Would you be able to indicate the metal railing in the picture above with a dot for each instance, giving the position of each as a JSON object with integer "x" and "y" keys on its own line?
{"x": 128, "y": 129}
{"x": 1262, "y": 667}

--

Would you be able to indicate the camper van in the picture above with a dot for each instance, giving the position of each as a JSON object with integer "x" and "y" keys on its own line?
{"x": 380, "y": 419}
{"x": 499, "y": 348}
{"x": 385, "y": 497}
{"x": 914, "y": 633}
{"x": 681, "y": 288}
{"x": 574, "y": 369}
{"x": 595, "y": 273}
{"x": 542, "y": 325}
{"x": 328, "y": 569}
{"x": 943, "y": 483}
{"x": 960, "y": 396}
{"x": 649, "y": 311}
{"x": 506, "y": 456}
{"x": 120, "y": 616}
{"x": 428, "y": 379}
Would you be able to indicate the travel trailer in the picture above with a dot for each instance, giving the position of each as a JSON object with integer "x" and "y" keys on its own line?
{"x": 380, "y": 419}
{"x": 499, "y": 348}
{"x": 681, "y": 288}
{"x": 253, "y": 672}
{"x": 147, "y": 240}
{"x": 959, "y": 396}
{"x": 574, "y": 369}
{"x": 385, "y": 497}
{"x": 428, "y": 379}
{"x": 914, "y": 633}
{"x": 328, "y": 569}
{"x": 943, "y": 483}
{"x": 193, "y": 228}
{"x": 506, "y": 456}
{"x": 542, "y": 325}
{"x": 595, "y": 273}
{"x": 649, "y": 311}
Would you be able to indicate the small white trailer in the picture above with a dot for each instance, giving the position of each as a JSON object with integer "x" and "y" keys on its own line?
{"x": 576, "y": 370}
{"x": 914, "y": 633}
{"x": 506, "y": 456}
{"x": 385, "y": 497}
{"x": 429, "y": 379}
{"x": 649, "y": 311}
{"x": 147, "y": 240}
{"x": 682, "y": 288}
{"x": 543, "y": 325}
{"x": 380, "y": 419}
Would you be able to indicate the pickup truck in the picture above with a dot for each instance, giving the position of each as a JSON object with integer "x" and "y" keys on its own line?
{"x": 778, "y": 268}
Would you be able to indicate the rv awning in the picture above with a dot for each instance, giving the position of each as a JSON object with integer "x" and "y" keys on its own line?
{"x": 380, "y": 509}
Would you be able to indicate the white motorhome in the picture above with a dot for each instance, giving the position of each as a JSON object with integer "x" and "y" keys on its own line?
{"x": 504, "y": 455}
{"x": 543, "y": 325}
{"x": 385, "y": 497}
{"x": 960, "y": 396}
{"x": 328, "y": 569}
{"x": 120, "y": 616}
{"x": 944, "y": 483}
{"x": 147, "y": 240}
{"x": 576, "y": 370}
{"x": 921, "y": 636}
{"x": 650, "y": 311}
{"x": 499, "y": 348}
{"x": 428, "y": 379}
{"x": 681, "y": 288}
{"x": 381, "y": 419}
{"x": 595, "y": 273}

==

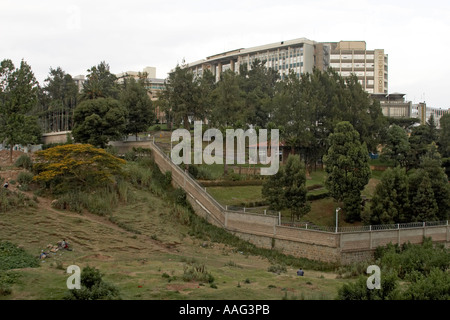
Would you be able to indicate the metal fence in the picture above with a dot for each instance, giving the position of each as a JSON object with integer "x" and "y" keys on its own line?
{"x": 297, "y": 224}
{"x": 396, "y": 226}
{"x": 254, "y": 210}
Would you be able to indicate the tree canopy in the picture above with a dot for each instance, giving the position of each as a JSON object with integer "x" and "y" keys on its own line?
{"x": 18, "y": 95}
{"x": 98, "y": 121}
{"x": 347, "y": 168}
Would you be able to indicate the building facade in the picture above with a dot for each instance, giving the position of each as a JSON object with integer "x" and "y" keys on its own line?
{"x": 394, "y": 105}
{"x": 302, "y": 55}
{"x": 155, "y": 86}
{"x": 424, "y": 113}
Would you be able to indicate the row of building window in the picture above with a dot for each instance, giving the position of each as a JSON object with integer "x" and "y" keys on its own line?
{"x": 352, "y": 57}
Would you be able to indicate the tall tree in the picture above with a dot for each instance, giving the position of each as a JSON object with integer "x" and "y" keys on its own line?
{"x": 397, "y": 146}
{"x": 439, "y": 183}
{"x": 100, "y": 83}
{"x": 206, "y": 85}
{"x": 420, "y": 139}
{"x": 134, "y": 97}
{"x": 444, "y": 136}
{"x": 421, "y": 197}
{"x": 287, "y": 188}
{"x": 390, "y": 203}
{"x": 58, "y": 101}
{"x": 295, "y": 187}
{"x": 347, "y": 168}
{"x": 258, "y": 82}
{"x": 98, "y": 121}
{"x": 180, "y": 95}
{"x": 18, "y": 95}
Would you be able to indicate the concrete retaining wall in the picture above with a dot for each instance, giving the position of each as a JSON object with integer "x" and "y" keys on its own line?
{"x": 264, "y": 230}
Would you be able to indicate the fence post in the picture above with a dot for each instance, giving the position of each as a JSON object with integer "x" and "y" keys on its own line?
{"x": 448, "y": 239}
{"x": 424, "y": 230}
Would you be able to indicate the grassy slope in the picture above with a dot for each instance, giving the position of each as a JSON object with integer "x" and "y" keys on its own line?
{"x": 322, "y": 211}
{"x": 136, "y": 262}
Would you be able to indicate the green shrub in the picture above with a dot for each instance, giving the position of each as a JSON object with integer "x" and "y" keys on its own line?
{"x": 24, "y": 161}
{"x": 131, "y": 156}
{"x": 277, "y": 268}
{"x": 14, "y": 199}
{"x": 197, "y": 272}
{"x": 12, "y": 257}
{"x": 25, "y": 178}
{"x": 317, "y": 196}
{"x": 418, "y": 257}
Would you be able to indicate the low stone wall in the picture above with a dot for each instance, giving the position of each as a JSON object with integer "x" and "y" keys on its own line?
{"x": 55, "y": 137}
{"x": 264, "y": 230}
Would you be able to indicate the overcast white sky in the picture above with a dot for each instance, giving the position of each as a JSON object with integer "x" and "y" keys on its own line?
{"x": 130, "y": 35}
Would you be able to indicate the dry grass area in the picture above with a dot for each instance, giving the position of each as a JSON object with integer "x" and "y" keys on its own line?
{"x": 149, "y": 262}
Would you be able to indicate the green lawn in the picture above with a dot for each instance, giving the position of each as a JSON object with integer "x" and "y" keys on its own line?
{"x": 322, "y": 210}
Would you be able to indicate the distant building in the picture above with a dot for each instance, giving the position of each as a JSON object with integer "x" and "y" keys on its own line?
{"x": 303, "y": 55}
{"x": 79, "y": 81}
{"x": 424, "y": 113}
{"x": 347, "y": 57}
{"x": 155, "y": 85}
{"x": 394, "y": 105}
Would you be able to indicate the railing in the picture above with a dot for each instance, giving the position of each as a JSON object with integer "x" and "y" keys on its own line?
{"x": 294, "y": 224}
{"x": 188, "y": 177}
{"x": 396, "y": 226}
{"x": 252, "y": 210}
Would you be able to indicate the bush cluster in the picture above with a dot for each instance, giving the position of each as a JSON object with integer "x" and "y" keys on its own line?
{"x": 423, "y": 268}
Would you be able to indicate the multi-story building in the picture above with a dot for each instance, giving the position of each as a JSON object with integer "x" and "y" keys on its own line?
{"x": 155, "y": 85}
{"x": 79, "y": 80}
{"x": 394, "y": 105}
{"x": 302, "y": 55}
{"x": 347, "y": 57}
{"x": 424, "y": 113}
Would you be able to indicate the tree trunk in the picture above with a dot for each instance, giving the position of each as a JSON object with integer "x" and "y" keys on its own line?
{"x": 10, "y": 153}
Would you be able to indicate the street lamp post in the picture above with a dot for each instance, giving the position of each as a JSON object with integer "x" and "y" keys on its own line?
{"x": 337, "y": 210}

## [WRITTEN REQUEST]
Tally the lines in the items above that contain the string "trunk", counting only matches with the same capitalization. Reply with the number alone.

## [WRITTEN ANSWER]
1